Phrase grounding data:
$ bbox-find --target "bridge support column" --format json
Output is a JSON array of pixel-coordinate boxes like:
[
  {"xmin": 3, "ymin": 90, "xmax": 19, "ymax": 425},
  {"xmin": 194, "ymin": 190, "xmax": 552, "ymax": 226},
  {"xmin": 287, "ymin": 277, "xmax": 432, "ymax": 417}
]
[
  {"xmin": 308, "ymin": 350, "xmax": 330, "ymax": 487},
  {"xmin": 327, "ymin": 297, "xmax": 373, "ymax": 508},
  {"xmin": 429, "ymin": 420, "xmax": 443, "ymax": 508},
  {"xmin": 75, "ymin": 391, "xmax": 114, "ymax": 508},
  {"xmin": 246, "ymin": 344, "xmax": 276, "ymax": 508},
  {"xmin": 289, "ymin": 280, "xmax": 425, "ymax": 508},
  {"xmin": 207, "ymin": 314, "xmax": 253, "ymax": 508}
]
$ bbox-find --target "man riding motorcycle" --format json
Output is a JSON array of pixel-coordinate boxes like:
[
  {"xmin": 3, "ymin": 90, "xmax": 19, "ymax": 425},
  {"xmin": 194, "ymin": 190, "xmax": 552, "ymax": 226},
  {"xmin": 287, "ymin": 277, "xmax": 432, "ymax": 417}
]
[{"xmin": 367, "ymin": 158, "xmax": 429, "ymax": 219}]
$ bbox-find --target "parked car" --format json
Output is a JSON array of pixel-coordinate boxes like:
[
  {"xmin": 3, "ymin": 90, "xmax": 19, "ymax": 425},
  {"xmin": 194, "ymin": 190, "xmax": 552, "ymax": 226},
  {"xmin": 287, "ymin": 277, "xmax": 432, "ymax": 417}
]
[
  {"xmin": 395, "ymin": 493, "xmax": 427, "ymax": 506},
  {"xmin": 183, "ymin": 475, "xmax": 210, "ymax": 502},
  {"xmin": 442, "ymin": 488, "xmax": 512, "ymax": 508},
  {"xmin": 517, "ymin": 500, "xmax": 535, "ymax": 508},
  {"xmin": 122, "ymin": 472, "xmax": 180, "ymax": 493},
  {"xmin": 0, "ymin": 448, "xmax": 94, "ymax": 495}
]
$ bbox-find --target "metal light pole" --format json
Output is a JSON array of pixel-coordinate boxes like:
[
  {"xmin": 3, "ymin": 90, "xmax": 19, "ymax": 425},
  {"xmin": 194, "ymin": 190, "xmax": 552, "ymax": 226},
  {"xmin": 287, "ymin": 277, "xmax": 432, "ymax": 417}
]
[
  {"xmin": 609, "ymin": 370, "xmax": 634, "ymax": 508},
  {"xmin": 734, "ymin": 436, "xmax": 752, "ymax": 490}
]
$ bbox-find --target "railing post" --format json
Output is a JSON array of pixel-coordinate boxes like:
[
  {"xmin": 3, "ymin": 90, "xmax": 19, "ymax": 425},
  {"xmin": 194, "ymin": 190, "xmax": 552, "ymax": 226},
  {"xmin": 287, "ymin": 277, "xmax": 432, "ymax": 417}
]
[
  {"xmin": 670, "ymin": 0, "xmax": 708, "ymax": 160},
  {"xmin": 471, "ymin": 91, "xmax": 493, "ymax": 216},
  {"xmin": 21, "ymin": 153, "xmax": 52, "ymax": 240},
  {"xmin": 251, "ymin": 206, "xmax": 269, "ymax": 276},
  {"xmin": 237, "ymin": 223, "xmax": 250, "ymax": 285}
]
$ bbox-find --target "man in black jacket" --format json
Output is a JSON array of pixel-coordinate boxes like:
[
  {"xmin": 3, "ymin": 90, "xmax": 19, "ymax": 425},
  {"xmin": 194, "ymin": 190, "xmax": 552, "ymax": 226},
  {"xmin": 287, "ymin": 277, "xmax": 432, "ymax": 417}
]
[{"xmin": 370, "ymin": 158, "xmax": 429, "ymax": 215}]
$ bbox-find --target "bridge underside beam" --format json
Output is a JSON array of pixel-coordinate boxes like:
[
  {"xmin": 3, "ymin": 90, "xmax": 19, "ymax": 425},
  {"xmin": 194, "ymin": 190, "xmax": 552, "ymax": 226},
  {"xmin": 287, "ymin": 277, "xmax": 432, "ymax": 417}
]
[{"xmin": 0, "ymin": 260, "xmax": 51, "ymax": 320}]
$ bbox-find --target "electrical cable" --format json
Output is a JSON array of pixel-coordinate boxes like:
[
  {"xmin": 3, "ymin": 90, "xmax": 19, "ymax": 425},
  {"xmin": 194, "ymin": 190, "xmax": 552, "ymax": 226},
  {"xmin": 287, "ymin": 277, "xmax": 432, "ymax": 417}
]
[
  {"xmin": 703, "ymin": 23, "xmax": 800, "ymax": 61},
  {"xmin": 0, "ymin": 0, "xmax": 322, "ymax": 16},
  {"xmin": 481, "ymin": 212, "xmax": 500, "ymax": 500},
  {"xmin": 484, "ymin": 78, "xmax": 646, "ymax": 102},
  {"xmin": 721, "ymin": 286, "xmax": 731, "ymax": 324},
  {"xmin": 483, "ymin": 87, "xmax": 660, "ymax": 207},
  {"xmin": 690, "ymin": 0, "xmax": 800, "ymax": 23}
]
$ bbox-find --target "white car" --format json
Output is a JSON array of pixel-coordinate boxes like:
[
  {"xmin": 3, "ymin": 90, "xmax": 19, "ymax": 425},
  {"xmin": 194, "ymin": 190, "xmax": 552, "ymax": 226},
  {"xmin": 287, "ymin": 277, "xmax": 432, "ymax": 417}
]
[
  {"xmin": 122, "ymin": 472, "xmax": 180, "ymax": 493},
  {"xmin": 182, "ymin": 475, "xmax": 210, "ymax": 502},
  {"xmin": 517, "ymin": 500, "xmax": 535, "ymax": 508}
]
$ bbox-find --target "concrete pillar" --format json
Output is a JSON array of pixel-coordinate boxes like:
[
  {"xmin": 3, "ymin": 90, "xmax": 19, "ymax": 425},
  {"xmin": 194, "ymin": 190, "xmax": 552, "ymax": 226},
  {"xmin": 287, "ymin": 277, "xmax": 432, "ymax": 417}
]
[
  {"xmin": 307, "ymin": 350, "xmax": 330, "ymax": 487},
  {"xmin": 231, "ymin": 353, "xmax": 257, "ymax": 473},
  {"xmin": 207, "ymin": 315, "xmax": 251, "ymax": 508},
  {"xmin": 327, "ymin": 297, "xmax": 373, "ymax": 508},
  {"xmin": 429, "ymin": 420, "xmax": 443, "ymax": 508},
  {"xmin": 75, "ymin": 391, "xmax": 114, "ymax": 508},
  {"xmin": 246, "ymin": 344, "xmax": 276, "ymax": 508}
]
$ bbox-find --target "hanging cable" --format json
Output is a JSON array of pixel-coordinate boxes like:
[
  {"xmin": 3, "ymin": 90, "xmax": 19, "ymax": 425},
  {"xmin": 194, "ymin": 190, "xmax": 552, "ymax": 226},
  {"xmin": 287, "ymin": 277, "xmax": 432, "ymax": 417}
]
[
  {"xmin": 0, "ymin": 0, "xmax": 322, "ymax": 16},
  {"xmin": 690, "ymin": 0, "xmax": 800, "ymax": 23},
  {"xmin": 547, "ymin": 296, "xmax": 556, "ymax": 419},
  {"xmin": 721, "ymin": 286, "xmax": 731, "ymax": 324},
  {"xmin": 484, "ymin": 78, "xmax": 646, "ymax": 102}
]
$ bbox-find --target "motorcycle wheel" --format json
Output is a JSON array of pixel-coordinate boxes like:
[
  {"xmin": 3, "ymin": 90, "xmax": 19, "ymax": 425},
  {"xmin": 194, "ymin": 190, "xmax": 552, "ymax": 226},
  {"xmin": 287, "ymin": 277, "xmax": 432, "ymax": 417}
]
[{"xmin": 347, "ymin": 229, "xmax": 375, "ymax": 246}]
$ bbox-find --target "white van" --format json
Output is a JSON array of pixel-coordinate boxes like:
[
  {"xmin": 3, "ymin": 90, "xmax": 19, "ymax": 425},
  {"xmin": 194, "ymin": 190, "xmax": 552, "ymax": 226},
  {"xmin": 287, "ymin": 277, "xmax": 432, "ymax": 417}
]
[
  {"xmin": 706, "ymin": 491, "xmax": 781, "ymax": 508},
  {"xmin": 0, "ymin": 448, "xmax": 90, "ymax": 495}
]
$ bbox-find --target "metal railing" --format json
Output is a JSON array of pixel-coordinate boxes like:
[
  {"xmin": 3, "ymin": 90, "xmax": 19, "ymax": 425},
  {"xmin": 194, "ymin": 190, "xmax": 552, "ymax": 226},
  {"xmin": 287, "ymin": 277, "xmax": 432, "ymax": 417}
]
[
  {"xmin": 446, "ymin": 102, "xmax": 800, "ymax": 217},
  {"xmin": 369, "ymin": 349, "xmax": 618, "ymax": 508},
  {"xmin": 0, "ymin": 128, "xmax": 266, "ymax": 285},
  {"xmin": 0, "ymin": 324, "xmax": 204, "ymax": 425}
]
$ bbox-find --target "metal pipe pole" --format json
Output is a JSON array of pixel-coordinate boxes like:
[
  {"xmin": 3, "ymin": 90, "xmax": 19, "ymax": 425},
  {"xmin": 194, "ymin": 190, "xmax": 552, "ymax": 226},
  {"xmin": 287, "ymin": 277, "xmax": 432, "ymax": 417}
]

# EXERCISE DESCRIPTION
Whenever a line above includes the string "railing", copy it.

# RESULT OF THIS TASK
$ bbox-find --target "railing post" --format json
$ bbox-find --target "metal railing" --format json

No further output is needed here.